#### Selected extract
- - - - -

# win xp and finding dos prompt



## kono (May 22, 2003)

my dad bought a dos game. he has win xp installed. the game has to be installed using the dos prompt. i followed the directions in help and support to get to the prompt. start---programs---accessories---command prompt. i went there and there is no prompt available. so i went back to help and support and followed the instructions to make an ms-dos disk. i created one. then i restarted my his computer and an a prompt showed up. so i tried to change directories from the a: prompt with a number different tries. i used the following commands;cd d:---d: d:\ d:/ c: cd c: cd c:/ cd c:/ i kept receiving the bad command response. it seems like there is no drive d or c from the dos disk. so you proably have enough infomation here to give ma na answer? Can you help me find dos in win xp. i know i seen it before but i just cant find it anywhere, i even did a search and it doesnt seem to be there.

thanks 
kono


----------



## coderitr (Oct 12, 2003)

If you're using NTFS then you won't be able to access the C: drive from a boot disk. To see if you are using NTFS open My Computer and right click the C: drive icon and select properties. The file system installed will be displayed on the resulting window. I don't understand what you mean when you say there was no prompt displayed after you clicked Command Prompt in the start menu. You should have gotten a black window with the current directory like this:

C:\Documents & Settings\User Name>. 

That's the prompt you're looking for. If you're trying to install the game from a CD-ROM, type D: and press enter. The prompt should change to:

D:\>

Now type DIR and press enter. A list of files will be displayed. You're looking for something with an EXE or COM extension (the part after the dot in the file name.) Type the name before the dot and press enter. This should either load the program or begin the installation.

Note that many of these games that are built for DOS do not work well in XP. I've tried several of them and the graphics are poor and the sound doesn't work at all. This is because like Windows NT and 2000, XP contains what Microsoft calls the Hardware Abstraction Layer (HAL.) This means that normal applications are not permitted to access hardware such as the sound card, video card, and game port. Windows 9x did not have this HAL and direct access to hardware was allowed (part of the reason that the 9x line has always been less stable than the NT/2000 track.)

- - - - -

#### Stored data
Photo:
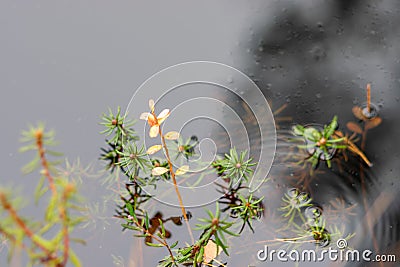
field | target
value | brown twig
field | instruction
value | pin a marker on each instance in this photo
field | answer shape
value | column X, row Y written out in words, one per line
column 171, row 170
column 64, row 218
column 18, row 220
column 68, row 189
column 369, row 98
column 159, row 240
column 45, row 165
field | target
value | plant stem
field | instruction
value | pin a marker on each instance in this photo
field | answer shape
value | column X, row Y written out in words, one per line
column 171, row 170
column 159, row 240
column 61, row 209
column 13, row 213
column 369, row 98
column 45, row 165
column 64, row 218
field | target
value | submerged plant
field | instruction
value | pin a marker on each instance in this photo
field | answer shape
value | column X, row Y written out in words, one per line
column 320, row 144
column 234, row 166
column 45, row 242
column 142, row 168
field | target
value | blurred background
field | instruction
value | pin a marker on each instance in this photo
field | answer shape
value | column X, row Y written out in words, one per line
column 65, row 63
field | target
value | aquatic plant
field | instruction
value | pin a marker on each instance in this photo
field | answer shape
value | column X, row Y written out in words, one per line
column 142, row 169
column 321, row 144
column 45, row 242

- - - - -

#### Your tasks
1 - In the forum thread about finding the DOS prompt in Windows XP, which file system prevents a boot disk from reaching the C: drive?
2 - Write the next part of the forum thread about finding the DOS prompt in Windows XP, picking up right after its final sentence.

#### Results of the exercise
1 - NTFS

2 -
If you are using an NTFS file system on your machine and want to run the game anyway, look for NTFSDOS on the web. This allows a DOS boot disk to access an NTFS partition with limited functionality.


----------



## kono (May 22, 2003)

thanks for your response. maybe i said it incorrect. i cannot find a command prompt in win xp. i went to start-progams-accessories-
andno prompt to be found. so i did a search and still no ms-dos, or command prompt can be found. thats why i made a boot disk following the instructions found in help. then i put the disk in the a drive and cannot get to a c or d drive. so i checked and sure enough my dad is using NTFS so now i know the disk wont work. also the sound as you stated will not work. my dad mentioned that. so know i know that the sound wont work either. i dont like dos games either but my old man had to have this war game. now our problem is that we cannot find a dos prompt to install the game. with all these troubles i would just bypass the whole install. once again my dad cannot give up so he has asked me if i can find out how to find a dos prompt. thanks

kono


----------



## kiwiguy (Aug 17, 2003)

Simply go Start - Run - type "command" in the Run box (no quotes though) and hit Enter.

A DOS Command prompt window should appear. Its a DOS emulator under XP, there is no DOS under XP.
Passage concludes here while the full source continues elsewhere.